======== Records provided

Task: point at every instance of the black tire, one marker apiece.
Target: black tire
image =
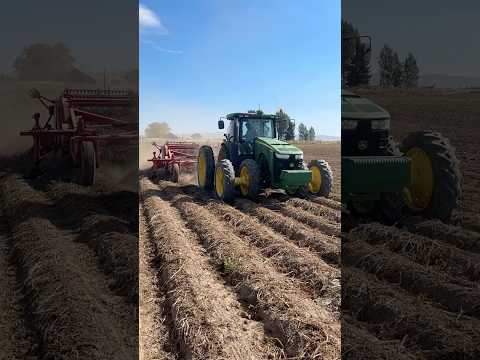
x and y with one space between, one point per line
254 178
327 177
446 192
207 153
390 206
226 167
88 164
175 173
223 153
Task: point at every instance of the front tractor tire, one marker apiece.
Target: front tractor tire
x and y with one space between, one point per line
322 178
88 164
249 179
205 168
175 175
435 188
225 180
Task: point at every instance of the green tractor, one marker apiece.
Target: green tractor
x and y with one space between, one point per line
380 178
252 158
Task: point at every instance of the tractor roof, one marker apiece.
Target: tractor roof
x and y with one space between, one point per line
250 115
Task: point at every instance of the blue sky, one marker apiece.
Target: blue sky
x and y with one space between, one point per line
200 59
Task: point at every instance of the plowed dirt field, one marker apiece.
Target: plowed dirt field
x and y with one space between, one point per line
241 281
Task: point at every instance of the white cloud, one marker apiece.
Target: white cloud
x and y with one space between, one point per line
150 21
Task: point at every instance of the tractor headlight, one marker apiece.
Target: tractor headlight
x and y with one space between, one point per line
381 124
349 124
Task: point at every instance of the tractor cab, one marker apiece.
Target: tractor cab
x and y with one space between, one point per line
252 158
243 130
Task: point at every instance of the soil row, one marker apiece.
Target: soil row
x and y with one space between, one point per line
328 247
411 276
423 250
60 283
393 314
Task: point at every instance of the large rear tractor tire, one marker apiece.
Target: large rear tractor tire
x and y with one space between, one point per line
205 168
249 179
88 165
223 153
225 180
322 178
435 190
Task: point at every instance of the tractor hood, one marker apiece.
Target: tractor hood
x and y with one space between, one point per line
279 146
355 107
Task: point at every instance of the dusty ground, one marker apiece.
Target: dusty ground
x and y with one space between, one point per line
411 291
241 281
68 254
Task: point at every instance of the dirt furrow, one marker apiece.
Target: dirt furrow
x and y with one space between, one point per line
392 314
360 344
16 339
328 247
413 277
464 239
305 217
333 204
422 250
209 321
65 293
471 221
113 239
303 327
154 332
117 252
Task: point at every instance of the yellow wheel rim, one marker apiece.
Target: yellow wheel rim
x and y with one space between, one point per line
316 182
202 170
421 189
244 181
219 182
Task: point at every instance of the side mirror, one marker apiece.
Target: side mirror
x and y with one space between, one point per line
34 93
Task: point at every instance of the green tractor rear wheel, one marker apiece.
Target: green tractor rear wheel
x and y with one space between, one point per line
435 188
322 178
205 168
225 180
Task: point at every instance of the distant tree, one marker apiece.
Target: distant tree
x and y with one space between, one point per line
302 132
290 132
410 71
158 130
385 63
196 136
44 62
358 70
348 46
282 123
132 75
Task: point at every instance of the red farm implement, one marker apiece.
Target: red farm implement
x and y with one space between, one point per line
80 122
172 159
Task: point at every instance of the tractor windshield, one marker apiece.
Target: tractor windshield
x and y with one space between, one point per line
253 128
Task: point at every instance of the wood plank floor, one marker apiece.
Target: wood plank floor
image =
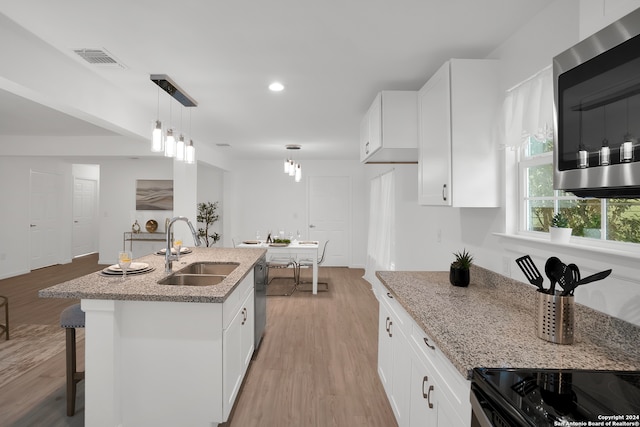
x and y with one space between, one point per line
316 365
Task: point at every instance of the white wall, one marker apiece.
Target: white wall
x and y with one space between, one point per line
261 197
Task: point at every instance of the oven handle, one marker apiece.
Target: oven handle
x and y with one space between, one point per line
477 412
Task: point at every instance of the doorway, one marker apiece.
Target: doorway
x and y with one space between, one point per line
329 207
85 207
45 218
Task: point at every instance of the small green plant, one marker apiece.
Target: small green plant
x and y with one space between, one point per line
464 260
560 221
207 215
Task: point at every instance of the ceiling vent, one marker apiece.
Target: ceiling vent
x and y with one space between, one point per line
99 57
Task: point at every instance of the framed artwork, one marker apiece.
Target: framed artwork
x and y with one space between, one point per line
154 195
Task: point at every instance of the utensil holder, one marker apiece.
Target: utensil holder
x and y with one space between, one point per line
555 318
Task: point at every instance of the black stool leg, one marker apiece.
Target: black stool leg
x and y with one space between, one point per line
71 371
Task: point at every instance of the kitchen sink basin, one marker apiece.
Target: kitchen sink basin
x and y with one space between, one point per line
192 279
200 274
215 268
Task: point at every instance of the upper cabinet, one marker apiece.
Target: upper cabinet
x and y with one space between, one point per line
389 130
458 155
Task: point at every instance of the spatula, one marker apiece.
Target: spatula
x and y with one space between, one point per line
530 271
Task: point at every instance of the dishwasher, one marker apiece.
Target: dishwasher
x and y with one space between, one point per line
260 274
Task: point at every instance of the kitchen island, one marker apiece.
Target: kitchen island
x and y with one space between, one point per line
432 335
165 355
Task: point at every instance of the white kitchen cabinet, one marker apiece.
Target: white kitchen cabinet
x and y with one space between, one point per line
389 130
422 385
394 362
457 151
237 344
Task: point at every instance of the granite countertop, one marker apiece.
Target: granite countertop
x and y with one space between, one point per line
144 287
485 325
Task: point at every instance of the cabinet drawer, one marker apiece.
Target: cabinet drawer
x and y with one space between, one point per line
398 312
232 303
457 388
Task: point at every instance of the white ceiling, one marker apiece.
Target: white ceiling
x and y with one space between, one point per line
332 56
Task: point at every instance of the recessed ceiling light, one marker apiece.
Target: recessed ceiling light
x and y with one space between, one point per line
276 87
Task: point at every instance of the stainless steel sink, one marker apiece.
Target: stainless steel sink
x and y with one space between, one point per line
200 274
215 268
192 279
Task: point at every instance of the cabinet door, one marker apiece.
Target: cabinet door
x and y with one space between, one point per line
424 411
434 137
375 126
247 331
385 348
394 363
232 365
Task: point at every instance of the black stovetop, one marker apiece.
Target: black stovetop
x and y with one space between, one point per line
540 397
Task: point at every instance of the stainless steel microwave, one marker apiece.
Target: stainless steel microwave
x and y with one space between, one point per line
597 113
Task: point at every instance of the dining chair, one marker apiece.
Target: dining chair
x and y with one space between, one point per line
308 263
279 262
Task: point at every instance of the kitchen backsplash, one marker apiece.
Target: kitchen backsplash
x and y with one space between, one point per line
597 327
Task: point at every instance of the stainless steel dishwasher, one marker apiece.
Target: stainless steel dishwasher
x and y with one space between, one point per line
260 274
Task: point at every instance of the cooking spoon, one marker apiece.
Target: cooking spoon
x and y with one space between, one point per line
549 268
598 276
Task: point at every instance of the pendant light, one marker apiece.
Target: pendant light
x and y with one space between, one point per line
189 150
180 145
157 144
170 141
292 168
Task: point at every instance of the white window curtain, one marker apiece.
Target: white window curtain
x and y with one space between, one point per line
528 110
381 238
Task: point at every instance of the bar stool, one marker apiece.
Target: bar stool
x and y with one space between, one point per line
4 329
71 318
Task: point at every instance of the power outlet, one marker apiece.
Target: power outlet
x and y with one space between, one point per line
506 266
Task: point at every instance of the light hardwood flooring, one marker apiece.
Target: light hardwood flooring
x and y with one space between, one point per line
316 365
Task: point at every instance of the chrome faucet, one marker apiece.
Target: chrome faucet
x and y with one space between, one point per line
168 258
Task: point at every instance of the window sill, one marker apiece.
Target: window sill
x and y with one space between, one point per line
575 245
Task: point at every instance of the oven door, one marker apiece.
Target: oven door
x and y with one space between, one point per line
489 410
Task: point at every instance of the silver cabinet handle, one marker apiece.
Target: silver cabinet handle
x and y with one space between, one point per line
427 395
426 341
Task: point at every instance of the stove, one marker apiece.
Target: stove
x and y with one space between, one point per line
551 397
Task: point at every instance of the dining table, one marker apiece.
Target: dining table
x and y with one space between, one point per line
296 249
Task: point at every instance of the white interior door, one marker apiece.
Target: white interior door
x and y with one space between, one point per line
329 202
45 221
85 231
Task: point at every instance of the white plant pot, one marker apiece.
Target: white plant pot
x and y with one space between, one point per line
560 235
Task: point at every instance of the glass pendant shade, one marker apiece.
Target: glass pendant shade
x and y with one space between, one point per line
170 144
190 153
180 148
156 138
298 172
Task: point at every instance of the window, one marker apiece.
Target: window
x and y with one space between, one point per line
602 219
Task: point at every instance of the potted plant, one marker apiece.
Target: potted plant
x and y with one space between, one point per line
207 215
459 270
560 232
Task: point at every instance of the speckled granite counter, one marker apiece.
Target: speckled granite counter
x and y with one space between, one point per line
145 288
491 323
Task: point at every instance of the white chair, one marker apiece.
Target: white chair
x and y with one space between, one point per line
279 262
308 263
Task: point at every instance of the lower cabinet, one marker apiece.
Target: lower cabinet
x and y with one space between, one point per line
422 385
394 363
237 345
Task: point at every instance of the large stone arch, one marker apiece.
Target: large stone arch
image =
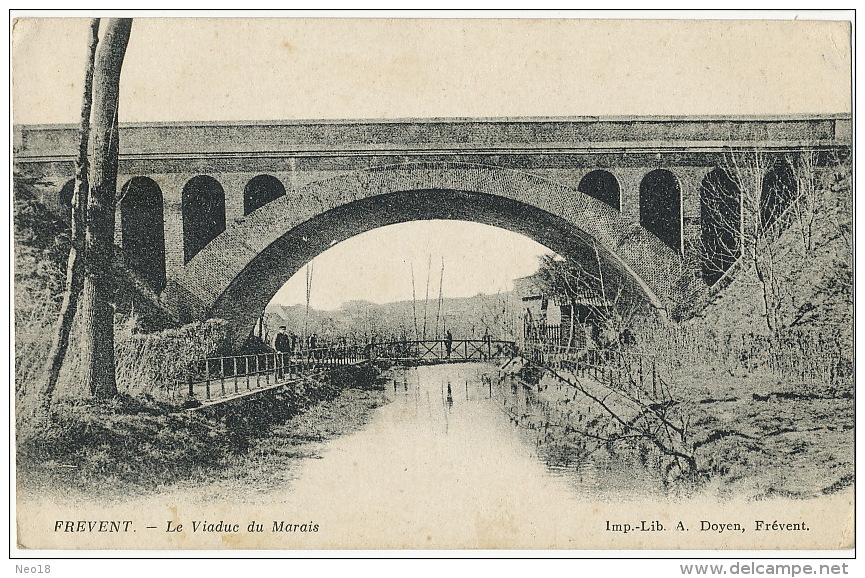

================

Instructions for the task
Update the part that opens with the line containing "Task: point at every instance of the large stone" and runs through the end of the records by replacing "stone" with "brick", keeping all else the same. Leave the pictures out of your answer.

Correct response
Task: point at every instance of the large brick arch, one marker apiece.
Target: large brick arch
image =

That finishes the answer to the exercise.